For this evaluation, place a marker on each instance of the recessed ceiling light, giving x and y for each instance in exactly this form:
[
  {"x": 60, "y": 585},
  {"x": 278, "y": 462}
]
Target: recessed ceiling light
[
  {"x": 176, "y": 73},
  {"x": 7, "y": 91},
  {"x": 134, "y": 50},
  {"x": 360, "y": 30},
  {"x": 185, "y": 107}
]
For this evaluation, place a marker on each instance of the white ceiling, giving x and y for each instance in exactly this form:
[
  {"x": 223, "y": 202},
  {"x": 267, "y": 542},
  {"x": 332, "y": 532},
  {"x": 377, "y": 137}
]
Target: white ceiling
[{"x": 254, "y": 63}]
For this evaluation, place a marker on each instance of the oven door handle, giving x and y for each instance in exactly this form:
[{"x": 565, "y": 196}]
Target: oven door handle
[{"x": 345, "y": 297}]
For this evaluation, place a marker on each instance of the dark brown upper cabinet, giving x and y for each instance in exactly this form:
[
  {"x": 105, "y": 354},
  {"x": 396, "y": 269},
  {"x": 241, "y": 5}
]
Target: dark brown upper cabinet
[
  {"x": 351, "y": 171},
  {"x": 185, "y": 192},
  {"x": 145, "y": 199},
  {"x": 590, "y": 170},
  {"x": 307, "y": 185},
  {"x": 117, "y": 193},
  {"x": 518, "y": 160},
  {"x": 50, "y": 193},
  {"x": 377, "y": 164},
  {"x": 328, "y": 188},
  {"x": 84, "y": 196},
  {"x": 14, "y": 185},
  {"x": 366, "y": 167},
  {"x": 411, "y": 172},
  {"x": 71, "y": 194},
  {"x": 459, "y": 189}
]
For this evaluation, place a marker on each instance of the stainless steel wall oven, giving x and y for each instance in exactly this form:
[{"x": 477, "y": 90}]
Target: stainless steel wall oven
_ _ _ _
**THE TASK**
Reproduce, word for word, the lines of the data starting with the line that contains "of the stainless" and going on through the end of the data.

**TASK ANSWER**
For this evaluation, place a marker on each instance of the stainless steel wall oven, giving x and y for each instance in exactly this form:
[{"x": 477, "y": 90}]
Target: stainless steel wall oven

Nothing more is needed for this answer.